#### YOUR TASK:
Pictures aside, return all of the records exactly as they stand.

[RECORDED INFORMATION]

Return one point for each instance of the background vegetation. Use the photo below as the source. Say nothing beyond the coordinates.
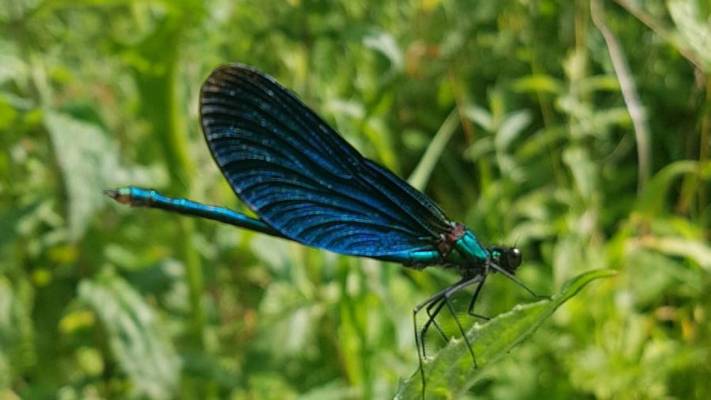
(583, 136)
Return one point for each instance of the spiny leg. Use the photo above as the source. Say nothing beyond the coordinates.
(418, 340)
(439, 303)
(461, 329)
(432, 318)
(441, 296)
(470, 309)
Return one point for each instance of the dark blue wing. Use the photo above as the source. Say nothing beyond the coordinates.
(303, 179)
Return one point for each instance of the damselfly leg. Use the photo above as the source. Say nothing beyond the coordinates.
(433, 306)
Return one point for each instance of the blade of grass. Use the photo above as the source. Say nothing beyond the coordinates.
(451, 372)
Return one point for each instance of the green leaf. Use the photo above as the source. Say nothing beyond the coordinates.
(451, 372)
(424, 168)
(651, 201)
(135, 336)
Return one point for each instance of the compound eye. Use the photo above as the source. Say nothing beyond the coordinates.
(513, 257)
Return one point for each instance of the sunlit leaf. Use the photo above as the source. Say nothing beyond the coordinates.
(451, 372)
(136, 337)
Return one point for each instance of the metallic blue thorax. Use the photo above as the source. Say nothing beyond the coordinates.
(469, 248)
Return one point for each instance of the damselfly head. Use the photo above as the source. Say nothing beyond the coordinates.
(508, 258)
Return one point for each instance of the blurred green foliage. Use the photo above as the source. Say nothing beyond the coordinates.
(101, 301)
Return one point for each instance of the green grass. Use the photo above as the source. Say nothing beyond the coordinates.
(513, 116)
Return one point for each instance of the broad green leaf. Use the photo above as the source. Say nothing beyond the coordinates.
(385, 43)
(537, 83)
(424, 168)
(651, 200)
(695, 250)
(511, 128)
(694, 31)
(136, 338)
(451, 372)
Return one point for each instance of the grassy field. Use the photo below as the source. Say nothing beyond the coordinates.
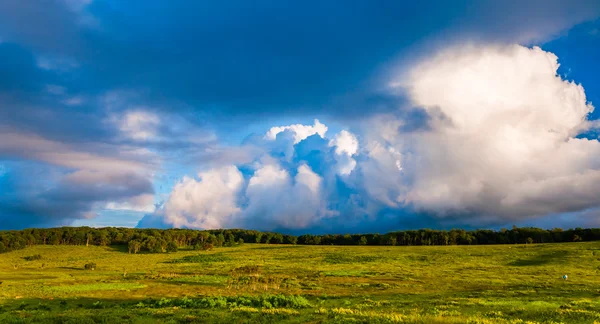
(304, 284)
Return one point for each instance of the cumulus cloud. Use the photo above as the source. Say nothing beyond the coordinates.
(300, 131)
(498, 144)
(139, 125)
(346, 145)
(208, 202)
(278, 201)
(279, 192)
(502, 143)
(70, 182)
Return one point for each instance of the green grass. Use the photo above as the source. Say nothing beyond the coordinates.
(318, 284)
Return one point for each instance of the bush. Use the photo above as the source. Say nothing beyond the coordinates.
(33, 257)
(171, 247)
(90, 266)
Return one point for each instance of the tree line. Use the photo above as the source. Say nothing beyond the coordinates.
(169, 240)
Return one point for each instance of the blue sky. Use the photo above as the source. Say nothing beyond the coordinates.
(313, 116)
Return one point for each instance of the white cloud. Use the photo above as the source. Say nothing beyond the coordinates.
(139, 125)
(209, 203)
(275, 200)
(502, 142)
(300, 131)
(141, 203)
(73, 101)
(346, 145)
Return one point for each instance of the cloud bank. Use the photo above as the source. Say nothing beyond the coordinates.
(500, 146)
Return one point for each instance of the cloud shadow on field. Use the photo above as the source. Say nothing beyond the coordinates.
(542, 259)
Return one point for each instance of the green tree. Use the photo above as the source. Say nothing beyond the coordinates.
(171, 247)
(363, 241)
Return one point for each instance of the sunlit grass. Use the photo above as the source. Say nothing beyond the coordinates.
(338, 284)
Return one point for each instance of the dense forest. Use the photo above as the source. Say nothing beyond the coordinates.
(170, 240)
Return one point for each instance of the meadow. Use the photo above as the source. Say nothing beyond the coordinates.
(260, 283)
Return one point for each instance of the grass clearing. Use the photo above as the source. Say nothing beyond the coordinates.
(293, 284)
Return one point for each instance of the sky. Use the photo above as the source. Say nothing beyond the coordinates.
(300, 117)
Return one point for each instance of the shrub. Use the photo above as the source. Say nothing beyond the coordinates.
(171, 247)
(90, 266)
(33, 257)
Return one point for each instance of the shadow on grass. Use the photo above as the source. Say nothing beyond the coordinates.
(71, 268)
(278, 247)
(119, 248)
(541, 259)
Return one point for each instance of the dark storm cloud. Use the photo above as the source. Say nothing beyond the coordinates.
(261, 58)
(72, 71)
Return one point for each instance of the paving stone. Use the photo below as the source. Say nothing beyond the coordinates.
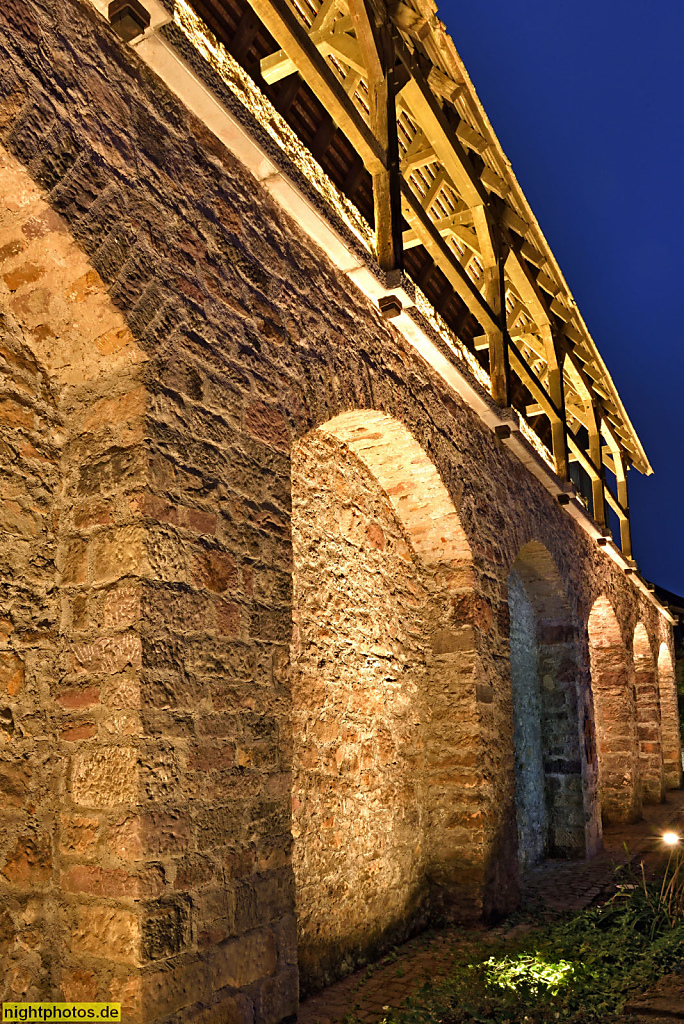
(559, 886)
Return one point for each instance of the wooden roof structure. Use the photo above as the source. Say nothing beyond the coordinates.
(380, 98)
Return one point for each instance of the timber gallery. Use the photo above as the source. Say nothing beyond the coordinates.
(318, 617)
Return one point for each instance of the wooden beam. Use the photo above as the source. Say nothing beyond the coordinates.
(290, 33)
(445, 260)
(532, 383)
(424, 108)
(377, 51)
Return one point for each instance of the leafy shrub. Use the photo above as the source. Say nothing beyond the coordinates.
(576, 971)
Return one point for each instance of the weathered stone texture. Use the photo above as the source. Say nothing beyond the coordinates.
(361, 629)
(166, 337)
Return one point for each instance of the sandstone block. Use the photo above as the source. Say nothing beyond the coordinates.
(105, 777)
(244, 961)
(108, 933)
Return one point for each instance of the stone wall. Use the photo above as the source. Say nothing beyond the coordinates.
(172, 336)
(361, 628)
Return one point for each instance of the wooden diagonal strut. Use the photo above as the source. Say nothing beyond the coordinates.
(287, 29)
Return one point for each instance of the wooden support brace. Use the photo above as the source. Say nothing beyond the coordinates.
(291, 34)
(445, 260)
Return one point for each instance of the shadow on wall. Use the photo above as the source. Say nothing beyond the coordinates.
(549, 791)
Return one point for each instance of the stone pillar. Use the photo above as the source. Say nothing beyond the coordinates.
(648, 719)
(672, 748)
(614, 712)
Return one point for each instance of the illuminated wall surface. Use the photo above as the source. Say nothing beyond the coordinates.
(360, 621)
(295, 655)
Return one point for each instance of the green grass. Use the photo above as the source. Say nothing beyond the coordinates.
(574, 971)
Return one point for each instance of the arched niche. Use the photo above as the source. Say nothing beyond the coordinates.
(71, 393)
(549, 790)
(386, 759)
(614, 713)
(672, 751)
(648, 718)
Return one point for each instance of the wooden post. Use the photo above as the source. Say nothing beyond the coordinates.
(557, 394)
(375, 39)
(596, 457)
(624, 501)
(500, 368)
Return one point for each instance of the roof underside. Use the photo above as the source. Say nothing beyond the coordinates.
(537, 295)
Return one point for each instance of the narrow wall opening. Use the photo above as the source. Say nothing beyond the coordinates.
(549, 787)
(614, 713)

[/RECORDED INFORMATION]

#### ANSWER FOR THIS EXERCISE:
Return one point for each instance of the background vegetation. Use the photo below as the source. Say nothing beyond the coordinates.
(583, 136)
Return one point for each instance of the spiny leg. Use the photo above as the source. Say nothing beyond the coordinates.
(418, 340)
(439, 303)
(461, 329)
(432, 318)
(441, 296)
(470, 309)
Return one point for each instance of the dark blue wing. Use the photo above as the source. Say nothing beyond the coordinates.
(303, 179)
Return one point for each instance of the damselfly leg. Use the photo above as the source. Say nothing beyond the coordinates.
(433, 306)
Return one point for each instance of the blade of grass. Use the photo above as the source. Say nothing beyond the coordinates.
(451, 372)
Return one point for each instance of the green leaf. Use the photo above as the source. Say nothing beyond the coordinates.
(451, 372)
(424, 168)
(651, 201)
(135, 336)
Return one point for each instance of the compound eye. Use the photo above as the source. Say nothing beyond the coordinates.
(513, 257)
Return one point for each instance of the sunlit leaf. Use the photo above as the source. Say nothing beyond the coordinates.
(451, 372)
(136, 337)
Return one point for each instance of the metallic blue thorax. Use the photo above as the source. Say nothing beyond the coordinates.
(469, 248)
Return one point for each instance of the damselfly head. Use the photo above as the source. Say nothing beyond the coordinates.
(508, 258)
Return one point for each instance of the blurred green foliage. Use the photo above as the source. Say nothing beyond the coordinates.
(101, 301)
Return one point for each instance of the green grass. Use the photo above as the source. Say nothing beyond the coordinates.
(513, 116)
Return one point for each instance of the broad green leaf. Use the photo above as the source. Say nothing beyond the coordinates.
(385, 43)
(537, 83)
(424, 168)
(651, 200)
(695, 250)
(511, 128)
(694, 31)
(136, 338)
(451, 372)
Return one point for each instance of the grassy field. Use the photo below as the source. Say nothing beyond the coordinates.
(304, 284)
Return one point for each instance of the cumulus cloud. Use the photo above as the source. Say nothing beyond the coordinates.
(300, 131)
(498, 144)
(139, 125)
(346, 145)
(208, 202)
(278, 201)
(279, 192)
(502, 143)
(70, 182)
Return one point for each instance of the green grass. Use the photo above as the source. Say nothing beyond the coordinates.
(318, 284)
Return one point for each instance of the bush. Use the photo above as the source. Say nothing beyond the coordinates.
(33, 257)
(171, 247)
(90, 266)
Return one point for each instance of the tree line. Use the photo above as the source. Say nothing beyond the coordinates.
(169, 240)
Return one point for each instance of the blue sky. Use the photo above as the source. Say nothing beyond the coordinates.
(313, 116)
Return one point for each instance of the white cloud. Use the photo above as the source. Say nothing beyond the coordinates.
(139, 125)
(209, 203)
(275, 200)
(502, 142)
(300, 131)
(141, 203)
(73, 101)
(346, 145)
Return one point for each instance of the cloud bank. Use the photo above as the source. Say nothing beyond the coordinates.
(500, 146)
Return one point for each instance of the cloud shadow on field. Use the photo above as the source. Say nothing beyond the coordinates.
(542, 259)
Return one point for each instance of the green tree. Use the photo above as the source. Say nothing beyond the coordinates.
(171, 247)
(363, 241)
Return one point for each instance of the sunlit grass. Use the photo above as the source. Say nothing beyond the coordinates.
(338, 284)
Return one point for each instance of the dense forest. Use the photo above as the source. Say nothing beyond the coordinates.
(170, 240)
Return one point for each instance of the meadow. Use the photo above as the source. Say nothing beyond the coordinates.
(260, 283)
Return one point for each instance of the grass clearing. Use the photo above as the source. Say nothing beyond the coordinates.
(293, 284)
Return one point for each instance of the sky. Use the photo above as the source. Say nothing beyond the coordinates.
(300, 117)
Return one point for each instance of the shrub. Use the photo above as the source. Say nothing beyond the coordinates.
(171, 247)
(90, 266)
(33, 257)
Return one point for each instance of the shadow on grass. Use the photo above as the source. Say nothing beyond the coordinates.
(71, 268)
(278, 247)
(119, 248)
(541, 259)
Return one point for each instance of the dark storm cloud. Use the photo above as the source. Say nothing beyond the coordinates.
(261, 58)
(72, 71)
Return one point for each instance of the paving stone. Use the photo below as the source. Say nothing beyond the coordinates.
(559, 886)
Return one point for each instance of the wooden roof structure. Use the photo above as the source. Say nothing beyond the coordinates.
(380, 98)
Return one point for each instance of the timber gallery. Use the photo above as the source. Say nothing beyond the coordinates.
(318, 617)
Return one point for each instance of the wooden beam. Use the photo above as the source. Say nothing beyond the coordinates.
(290, 33)
(445, 260)
(532, 383)
(424, 108)
(377, 51)
Return one point for each instance of the leafy shrub. Use the photo above as the source. Say nothing beyond the coordinates.
(576, 971)
Return one point for each instance of the weathered stone texture. Use the photo above as the source. Say nothing beyond the coordinates.
(361, 629)
(166, 337)
Return one point for each instance of the sandstone block. Use the photo above as the source. Say nothing beyond the coordinates.
(105, 777)
(244, 961)
(108, 933)
Return one point for each instance of the stone wall. Use the photo above as the source. Say nothing beyond the coordinates.
(172, 336)
(361, 628)
Return one point for each instance of the wooden diagonal strut. Use the photo above as the source. Say nothing beyond the coordinates.
(287, 29)
Return one point for each instance of the wooden support brace. Use the photo above as the source. Say nothing beyond the coordinates.
(291, 34)
(445, 260)
Return one point for each instance of the shadow on wall. Use the photo above as the source. Say nothing beyond the coordinates.
(549, 791)
Return one point for each instance of the stone pillar. Use the photo above as the source. Say nothing beyond the coordinates.
(648, 719)
(672, 748)
(614, 712)
Return one point for each instance of the illuminated wall surface. Use the photo above as the source. Say nothing beyond the coordinates.
(360, 621)
(295, 655)
Return one point for each instance of the green grass. Use the photo above as the source. Say nothing beyond the coordinates.
(574, 971)
Return one point for each instance of the arched niche. Use the photo above as the source. Say nothing beyond the coordinates.
(71, 393)
(549, 790)
(386, 759)
(614, 713)
(672, 751)
(648, 718)
Return one point for each instance of the wooden post. Use the photo above as the source. Say nothing beyond the coordinates.
(557, 394)
(375, 39)
(596, 457)
(624, 501)
(500, 368)
Return one point for each instance of the roof underside. Use the photo above as the source. Say nothing beyond the coordinates.
(537, 295)
Return one point for each instance of the narrow wall opening. Use the photo above as the source. Say nothing beyond the coordinates.
(549, 787)
(614, 713)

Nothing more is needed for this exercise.